# QUESTIONS:
- 1) In the lesson on hostility toward God, what is sin said to be at its base?
- 2) Which words does the lesson on hostility toward God use to describe God?
- 3) Could you carry on the lesson on hostility toward God from the point where it stops?

*** Opening of TEXT UNDER STUDY ***

Theme

Theme: Hostile Toward God
In this week’s lessons, we see what it means for Jesus to be the only mediator between God and those who have sinned against him.
Scripture: 1 Timothy 2:5-6
Not only does God say that we are hostile toward him, but it’s also seen in the way we live. And, indeed, it’s seen in the history of the human race because sin at its base is hostility to God. It’s our wanting to go our way rather than God’s way. And, therefore, every time you have a demonstration of sin you have a demonstration of this great truth that we’re in opposition to God. God is there as the holy, righteous, and sovereign God; yet we don’t like that kind of God, and so we go about our way. Everything that we do in our sin is an expression of that basic enmity toward him. 
If you go back to the fall, you find expressed there the opposition of Adam to God. Adam was given this great freedom to rule the world for God. But Adam said in effect that he wanted to be totally free. He did not like the limits that God had placed on him, and so he followed rebelled against God. And in Adam’s disobedience death passed upon the human race. But the situation got worse, and the early chapters of Genesis trace that out.

*** Close of TEXT UNDER STUDY ***
*** Opening of MATERIAL SHOWN ***

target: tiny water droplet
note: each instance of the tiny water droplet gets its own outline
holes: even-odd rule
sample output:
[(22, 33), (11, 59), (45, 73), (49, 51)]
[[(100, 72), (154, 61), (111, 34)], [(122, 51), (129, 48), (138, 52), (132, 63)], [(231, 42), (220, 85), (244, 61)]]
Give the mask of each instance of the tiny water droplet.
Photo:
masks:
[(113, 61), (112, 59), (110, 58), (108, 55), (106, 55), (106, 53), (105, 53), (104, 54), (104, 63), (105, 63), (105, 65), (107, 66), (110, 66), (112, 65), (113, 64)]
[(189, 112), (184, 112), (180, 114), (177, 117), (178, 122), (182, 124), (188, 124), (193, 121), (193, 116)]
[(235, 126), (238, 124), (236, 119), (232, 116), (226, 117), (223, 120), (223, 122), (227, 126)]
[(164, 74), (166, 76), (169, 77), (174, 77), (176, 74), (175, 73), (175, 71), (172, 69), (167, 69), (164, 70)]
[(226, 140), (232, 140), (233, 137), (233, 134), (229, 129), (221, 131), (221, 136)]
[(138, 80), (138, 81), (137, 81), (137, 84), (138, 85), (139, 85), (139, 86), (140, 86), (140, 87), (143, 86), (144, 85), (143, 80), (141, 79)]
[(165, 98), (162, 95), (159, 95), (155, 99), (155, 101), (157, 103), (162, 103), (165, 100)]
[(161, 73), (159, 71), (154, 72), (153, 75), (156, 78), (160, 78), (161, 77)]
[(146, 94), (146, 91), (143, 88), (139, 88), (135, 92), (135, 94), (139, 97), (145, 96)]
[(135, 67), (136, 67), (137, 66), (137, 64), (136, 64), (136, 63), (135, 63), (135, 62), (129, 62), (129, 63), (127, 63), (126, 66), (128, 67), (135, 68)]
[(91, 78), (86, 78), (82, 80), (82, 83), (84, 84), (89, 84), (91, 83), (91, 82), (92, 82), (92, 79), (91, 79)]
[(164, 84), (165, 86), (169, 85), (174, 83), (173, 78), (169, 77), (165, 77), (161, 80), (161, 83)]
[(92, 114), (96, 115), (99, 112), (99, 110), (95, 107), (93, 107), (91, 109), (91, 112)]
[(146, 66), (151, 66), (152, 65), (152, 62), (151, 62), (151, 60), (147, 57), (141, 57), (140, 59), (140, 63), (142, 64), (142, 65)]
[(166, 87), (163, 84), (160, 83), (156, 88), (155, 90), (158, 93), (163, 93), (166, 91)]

*** Close of MATERIAL SHOWN ***

# ANSWERS FOR THE TASKS:
- 1) Hostility to God.

- 2) Holy, righteous, and sovereign.

- 3)
If you go to Psalm 2, you see how this rebellion works itself out. It talks about the kings of the earth taking counsel together against the Lord and against his anointed. They want to break free of the bonds God puts upon us—the burden of our creaturehood and the fact that we need God and we owe him allegiance. This is absolutely intolerable to them. They want to get rid of this kind of oppression that God brings upon them. This produces scorn and derision from God toward sinful men and women trying to fight against him. It’s a picture of this enmity. 
Again, you come to the cross of the Lord Jesus Christ, and there you have men and women conspiring together to do away with God. When Jesus spoke and acted, it was as if God himself was speaking and acting, because the divine Son had become incarnate. They did not like when Jesus claimed to be able to forgive sins because they knew that only God could do that. But, you see, they did not believe that Jesus was God, and in rejecting Jesus they were really rejecting God himself. 
The Lord told a story on one occasion in order to explain to the people what it is that they had been doing down through all the ages and would do again in his case. He said there was a man who owned a vineyard and went away to a far country. While he was gone, he left his vineyard in the hands of tenants, who were to take care of the vineyard. When they had harvested the grapes, the owner would send somebody to collect a portion of the revenue, which was his due as the owner. But when this happened, the tenants wanted to keep the profit for themselves, and so they mistreated, and even killed, those sent from the owner.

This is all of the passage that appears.